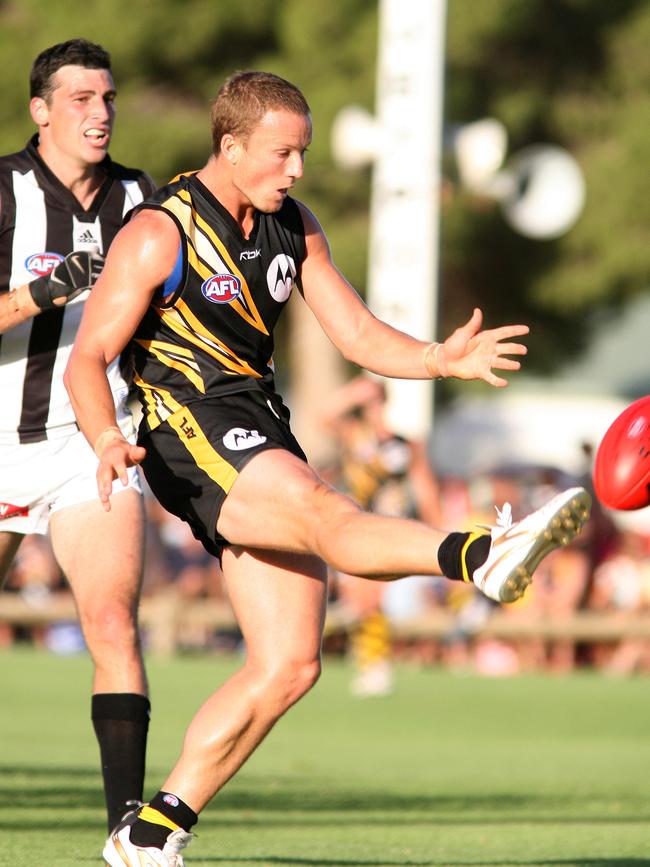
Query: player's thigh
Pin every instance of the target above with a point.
(101, 553)
(279, 600)
(278, 501)
(9, 544)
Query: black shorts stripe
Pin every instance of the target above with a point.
(195, 456)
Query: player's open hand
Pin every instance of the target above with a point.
(470, 353)
(115, 458)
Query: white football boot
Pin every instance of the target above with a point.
(517, 549)
(119, 851)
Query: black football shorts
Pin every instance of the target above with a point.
(194, 457)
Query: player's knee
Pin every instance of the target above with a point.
(288, 682)
(112, 624)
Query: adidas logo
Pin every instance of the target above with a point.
(86, 237)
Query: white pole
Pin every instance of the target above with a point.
(404, 234)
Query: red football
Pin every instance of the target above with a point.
(622, 465)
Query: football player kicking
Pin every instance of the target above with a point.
(195, 283)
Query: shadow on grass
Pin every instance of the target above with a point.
(250, 802)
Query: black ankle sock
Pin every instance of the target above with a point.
(121, 723)
(146, 833)
(450, 554)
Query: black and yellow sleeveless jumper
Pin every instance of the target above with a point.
(209, 329)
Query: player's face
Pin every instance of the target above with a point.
(271, 159)
(78, 120)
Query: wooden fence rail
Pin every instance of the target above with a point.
(166, 617)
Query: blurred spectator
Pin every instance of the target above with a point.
(384, 473)
(621, 586)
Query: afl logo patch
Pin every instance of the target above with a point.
(40, 264)
(280, 276)
(221, 288)
(238, 438)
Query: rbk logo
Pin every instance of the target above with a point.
(187, 429)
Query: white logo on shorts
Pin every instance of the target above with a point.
(238, 438)
(280, 276)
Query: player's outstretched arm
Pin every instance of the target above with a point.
(367, 341)
(141, 257)
(76, 273)
(470, 353)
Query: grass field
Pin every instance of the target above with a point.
(451, 771)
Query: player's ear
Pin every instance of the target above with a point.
(231, 148)
(39, 110)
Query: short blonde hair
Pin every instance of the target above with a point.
(245, 98)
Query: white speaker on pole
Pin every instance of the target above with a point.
(355, 137)
(542, 191)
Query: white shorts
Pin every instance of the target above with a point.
(37, 479)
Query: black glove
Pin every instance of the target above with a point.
(78, 272)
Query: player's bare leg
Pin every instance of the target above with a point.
(101, 555)
(302, 513)
(279, 601)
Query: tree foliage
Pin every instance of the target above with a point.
(570, 72)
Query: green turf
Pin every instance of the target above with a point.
(450, 770)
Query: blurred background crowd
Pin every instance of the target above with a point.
(419, 620)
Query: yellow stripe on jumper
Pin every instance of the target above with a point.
(165, 352)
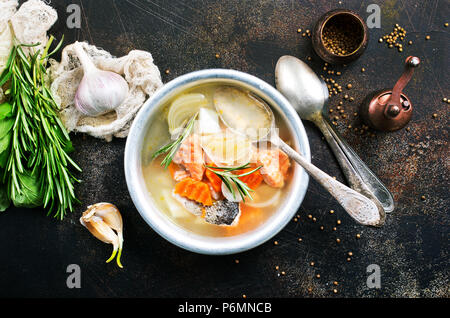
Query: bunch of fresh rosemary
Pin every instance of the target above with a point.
(34, 145)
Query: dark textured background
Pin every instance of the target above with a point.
(412, 247)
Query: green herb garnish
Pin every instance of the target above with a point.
(35, 162)
(172, 147)
(229, 178)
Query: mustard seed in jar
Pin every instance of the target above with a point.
(342, 35)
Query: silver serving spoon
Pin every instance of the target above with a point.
(308, 95)
(247, 115)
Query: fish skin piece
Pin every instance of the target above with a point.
(190, 155)
(275, 166)
(223, 212)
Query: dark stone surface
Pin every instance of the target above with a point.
(412, 247)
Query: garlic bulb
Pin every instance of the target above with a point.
(102, 219)
(99, 91)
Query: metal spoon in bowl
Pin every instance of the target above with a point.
(247, 115)
(308, 95)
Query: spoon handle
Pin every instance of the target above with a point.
(369, 179)
(359, 207)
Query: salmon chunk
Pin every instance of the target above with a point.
(275, 165)
(190, 156)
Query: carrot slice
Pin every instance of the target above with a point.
(252, 180)
(194, 190)
(214, 179)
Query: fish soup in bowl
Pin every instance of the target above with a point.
(206, 187)
(189, 191)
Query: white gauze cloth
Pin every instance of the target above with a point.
(142, 75)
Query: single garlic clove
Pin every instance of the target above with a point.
(101, 219)
(99, 91)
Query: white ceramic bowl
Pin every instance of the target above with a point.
(159, 221)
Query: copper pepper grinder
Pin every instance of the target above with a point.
(390, 110)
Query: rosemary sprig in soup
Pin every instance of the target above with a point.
(229, 179)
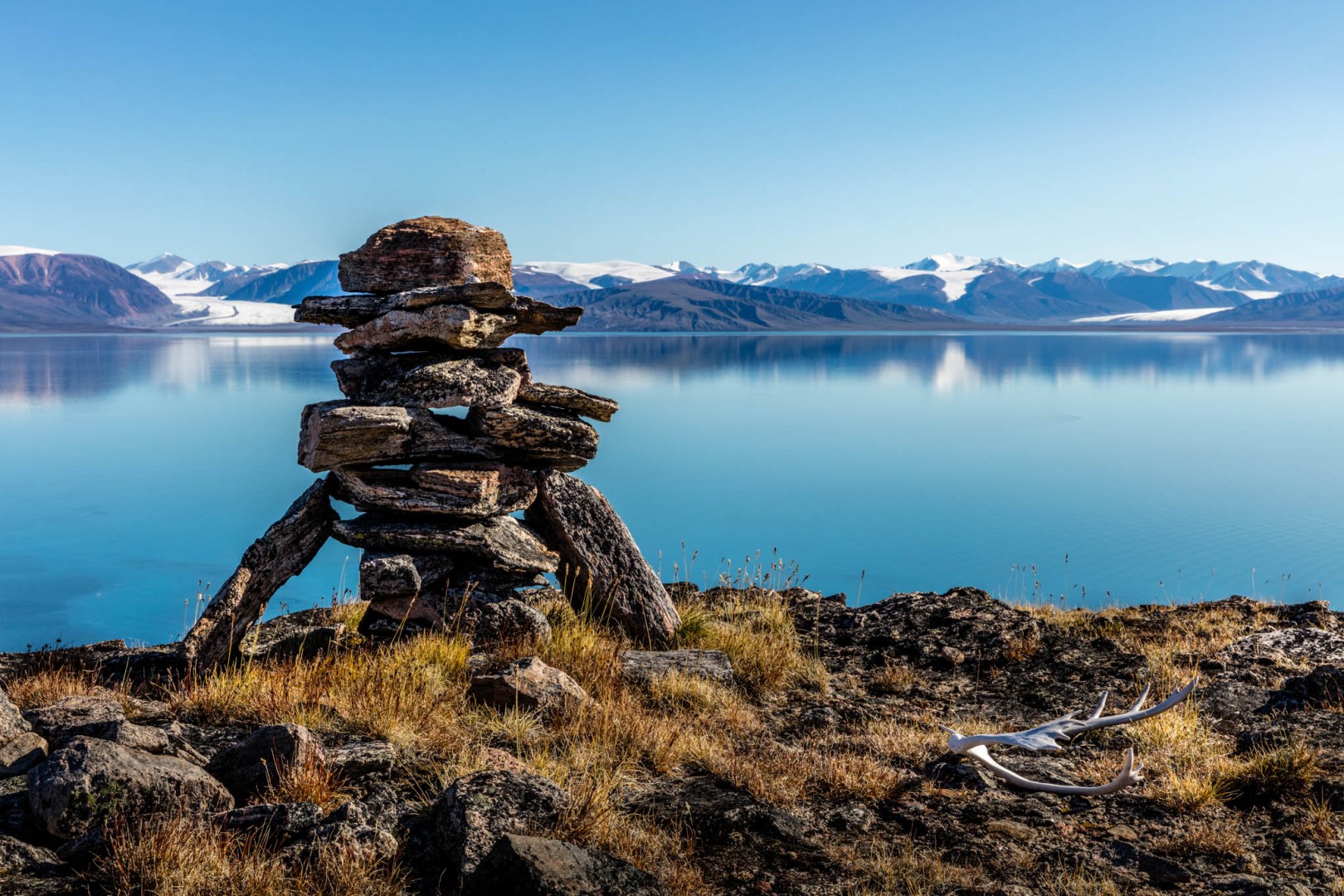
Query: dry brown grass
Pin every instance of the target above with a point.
(45, 687)
(1220, 839)
(186, 857)
(308, 781)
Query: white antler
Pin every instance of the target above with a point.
(1055, 733)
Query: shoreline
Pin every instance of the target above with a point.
(816, 766)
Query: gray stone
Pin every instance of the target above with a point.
(570, 399)
(251, 766)
(494, 490)
(89, 779)
(601, 566)
(542, 867)
(353, 310)
(342, 433)
(438, 327)
(527, 684)
(17, 856)
(502, 544)
(509, 621)
(477, 809)
(283, 553)
(553, 437)
(647, 665)
(11, 720)
(275, 818)
(22, 752)
(1292, 648)
(421, 379)
(426, 251)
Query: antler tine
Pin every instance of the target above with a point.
(1136, 713)
(1129, 774)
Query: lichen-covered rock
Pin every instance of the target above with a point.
(502, 544)
(426, 251)
(543, 867)
(251, 766)
(492, 490)
(477, 809)
(438, 327)
(527, 684)
(17, 856)
(601, 564)
(89, 781)
(286, 547)
(11, 720)
(22, 752)
(509, 621)
(570, 399)
(431, 381)
(647, 665)
(552, 437)
(342, 433)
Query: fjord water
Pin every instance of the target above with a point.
(134, 469)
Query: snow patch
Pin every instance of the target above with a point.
(1138, 317)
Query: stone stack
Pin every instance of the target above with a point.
(429, 309)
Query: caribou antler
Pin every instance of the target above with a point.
(1054, 733)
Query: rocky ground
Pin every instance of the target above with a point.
(791, 746)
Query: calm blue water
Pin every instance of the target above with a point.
(1164, 466)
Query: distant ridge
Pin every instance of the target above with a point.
(700, 304)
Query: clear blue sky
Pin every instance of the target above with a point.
(851, 134)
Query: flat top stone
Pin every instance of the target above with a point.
(426, 251)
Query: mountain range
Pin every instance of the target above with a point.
(66, 290)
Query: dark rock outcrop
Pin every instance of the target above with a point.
(89, 781)
(251, 766)
(543, 867)
(477, 809)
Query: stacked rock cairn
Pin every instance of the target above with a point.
(437, 488)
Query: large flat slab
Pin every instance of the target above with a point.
(500, 543)
(476, 379)
(479, 494)
(343, 433)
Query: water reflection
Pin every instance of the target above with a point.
(45, 370)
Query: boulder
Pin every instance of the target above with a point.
(550, 437)
(431, 379)
(342, 433)
(527, 684)
(89, 779)
(22, 752)
(570, 399)
(426, 251)
(283, 553)
(249, 766)
(543, 867)
(11, 720)
(17, 856)
(509, 621)
(647, 665)
(502, 544)
(437, 492)
(477, 809)
(601, 564)
(437, 327)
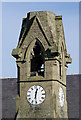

—————

■ Your goal ■
An exact copy of each entry is required, minus the pictures.

■ Task answer ■
Query: player's thigh
Pin every instance of the target above with a point.
(101, 553)
(279, 600)
(278, 501)
(9, 544)
Query: black shorts stripe
Pin every instance of the target above with a point.
(195, 456)
Query: player's open hand
Pin every instance of the target above with a point.
(470, 353)
(115, 458)
Query: white football boot
Pin every instance of the target above with a point.
(517, 549)
(119, 851)
Query: black football shorts
Pin every instance of the target above with a point.
(194, 457)
Query: player's knee
Pin every instance of the target above with a point.
(288, 682)
(112, 624)
Query: adidas logo
Pin every instance of the target above with a point.
(86, 237)
Query: white pole
Pin every instance of the target above with a point.
(404, 234)
Query: red football
Pin every instance of the target above with a point.
(622, 465)
Query: football player kicking
Pin every instance of the target above with a point.
(195, 283)
Query: shadow on grass
Pin every instance of the target above with a point.
(250, 802)
Query: black ankle sock
Pin every instance of the target above with a point.
(121, 723)
(146, 833)
(450, 554)
Query: black and yellow sleeveless jumper
Pin every instance of the target above with a point.
(209, 329)
Query: player's face
Pin every instance of the target above with a point.
(271, 159)
(78, 120)
Query: wooden fence rail
Pin every instance of the target above with a point.
(166, 617)
Query: blurred spectator
Pin every instance of the target above with a point.
(384, 473)
(621, 586)
Query: afl logo patch
Pin every instance of the target above with a point.
(40, 264)
(280, 276)
(221, 288)
(238, 438)
Query: rbk logo
Pin every instance of the target above with a point.
(187, 429)
Query: white logo on shorts
Pin every instance of the target above with a point.
(238, 438)
(280, 276)
Query: player's outstretched arm
Pin every instance of the target above with a point.
(367, 341)
(141, 257)
(76, 273)
(470, 353)
Query: grass field
Pin every instance of the target above with a point.
(451, 771)
Query: player's ear
Pin every instance of the target above with a point.
(231, 148)
(39, 110)
Query: short blonde hair
Pin every instance of the target above with a point.
(245, 98)
Query: white speaker on pole
Pin every instance of the target above with a point.
(355, 137)
(542, 191)
Query: white shorts
Pin every instance of the target above with a point.
(37, 479)
Query: black glove
Pin every instance of the target above with a point.
(78, 272)
Query: player's bare leg
Pin every instance of the target above with a point.
(101, 555)
(302, 513)
(279, 601)
Query: tree foliage
Pin every instance of the target above with a point.
(570, 72)
Query: green turf
Pin every instance of the target above with a point.
(450, 770)
Query: blurred background crowd
Pin every instance of the target above with a point.
(419, 620)
Query: yellow stripe on jumper
Pin every instance of the target above with a point.
(165, 352)
Query: bunch of fresh rosemary
Pin every instance of the target above with a point.
(34, 145)
Query: dark textured background
Pin every instance of the target above with a point.
(412, 247)
Query: green herb garnish
Pin every instance of the target above with a point.
(35, 162)
(172, 147)
(229, 178)
Query: mustard seed in jar
Pin every instance of the target above with a point.
(342, 35)
Query: silver serving spoon
Pin every instance of the target above with a point.
(308, 95)
(247, 115)
Query: fish skin piece
Pin every instance of the target above with a point.
(190, 155)
(275, 166)
(223, 212)
Query: dark stone surface
Pin every instance of the target above with a point.
(412, 247)
Query: garlic bulb
Pin every instance of the target above with a point.
(102, 219)
(99, 91)
Query: metal spoon in bowl
Pin every instance of the target above with a point.
(247, 115)
(308, 95)
Query: spoon handle
Pin every instance of the target above with a point.
(369, 179)
(359, 207)
Query: salmon chunk
Pin every instance of the target above with a point.
(275, 165)
(190, 156)
Query: carrot slice
Pin every instance of the target above with a point.
(252, 180)
(194, 190)
(214, 179)
Query: fish soup in bowl
Pin every instance of the target above with a point.
(206, 187)
(189, 191)
Query: white gauze cloth
Pin every instance of the target above with a point.
(142, 75)
Query: single garlic clove
Pin every instance of the target above with a point.
(101, 219)
(99, 91)
Query: white ceramic bowl
Pin every instance of the target above with a point.
(159, 221)
Query: copper pepper grinder
Pin every instance of the target above with a point.
(390, 110)
Query: rosemary sprig in soup
Pin every instance of the target above with a point.
(229, 179)
Query: dry brown grass
Pin every instance of the target above with a point.
(45, 687)
(1220, 839)
(186, 857)
(308, 781)
Query: white antler
Pin every instance of the target above with a point.
(1055, 733)
Query: shoreline
Pin every instance of the target above with a point.
(816, 766)
Query: gray stone
Pin every instance of the target above with a point.
(570, 399)
(251, 766)
(494, 490)
(89, 779)
(601, 566)
(542, 867)
(353, 310)
(342, 433)
(438, 327)
(527, 684)
(17, 856)
(502, 544)
(509, 621)
(477, 809)
(283, 553)
(553, 437)
(647, 665)
(11, 720)
(275, 818)
(22, 752)
(1292, 648)
(421, 379)
(426, 251)
Query: antler tine
Pin every instance of the target above with a point.
(1136, 713)
(1129, 774)
Query: lichen-covered rock
Pin every instance of the target above with a point.
(502, 544)
(426, 251)
(543, 867)
(251, 766)
(492, 490)
(477, 809)
(438, 327)
(527, 684)
(17, 856)
(601, 564)
(89, 781)
(286, 547)
(11, 720)
(22, 752)
(509, 621)
(570, 399)
(431, 381)
(647, 665)
(552, 437)
(342, 433)
Query: fjord water
Pin every instance of the target above with a point.
(134, 469)
Query: snow patch
Pin every instance of the target above with a point.
(1138, 317)
Query: stone stack
Pin every instance of the target above with a point.
(429, 309)
Query: caribou antler
Pin every instance of the target above with a point.
(1054, 733)
Query: rocky ground
Pin every instance of the target above with a point.
(791, 746)
Query: calm blue water
Pin every instance of the target above with a point.
(1164, 466)
Query: distant ridge
Pin every instance of the target above with a point.
(700, 304)
Query: clear blue sky
Pin every instance of the target above with a point.
(851, 134)
Query: flat top stone
Pin every instance of the target above with a point.
(426, 251)
Query: mountain range
Pin every instance of the target above with a point.
(66, 290)
Query: dark rock outcrop
Pin every instance of the target above with a point.
(89, 781)
(251, 766)
(543, 867)
(477, 809)
Query: stacked rock cairn
Pin every instance of the target above with a point.
(437, 488)
Query: large flat slab
Pin every instance of the target above with a point.
(500, 543)
(476, 379)
(479, 494)
(343, 433)
Query: water reflection
Pin every instance of the target above with a point.
(45, 370)
Query: boulder
Pin every instance of the target above with a point.
(550, 437)
(431, 379)
(342, 433)
(527, 684)
(89, 779)
(22, 752)
(570, 399)
(426, 251)
(283, 553)
(249, 766)
(543, 867)
(11, 720)
(17, 856)
(509, 621)
(647, 665)
(502, 544)
(437, 492)
(477, 809)
(601, 564)
(437, 327)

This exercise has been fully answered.